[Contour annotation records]

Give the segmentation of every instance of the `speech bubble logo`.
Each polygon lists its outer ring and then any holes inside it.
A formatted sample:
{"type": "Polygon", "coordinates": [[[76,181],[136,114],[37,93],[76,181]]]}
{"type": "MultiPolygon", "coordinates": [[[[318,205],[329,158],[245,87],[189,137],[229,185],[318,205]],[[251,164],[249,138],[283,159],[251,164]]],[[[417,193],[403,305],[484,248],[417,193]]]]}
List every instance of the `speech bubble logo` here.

● What is required:
Return the data above without changing anything in it.

● Expected output:
Give the segmentation of every instance of the `speech bubble logo`.
Each polygon lists its outer ring and then any holes inside it.
A formatted sample:
{"type": "Polygon", "coordinates": [[[76,181],[136,114],[37,93],[76,181]]]}
{"type": "MultiPolygon", "coordinates": [[[[318,205],[329,158],[245,87],[189,137],[229,185],[318,205]],[[251,164],[249,138],[283,159],[251,164]]],[[[417,193],[403,305],[484,248],[417,193]]]]}
List every instance of the `speech bubble logo` here.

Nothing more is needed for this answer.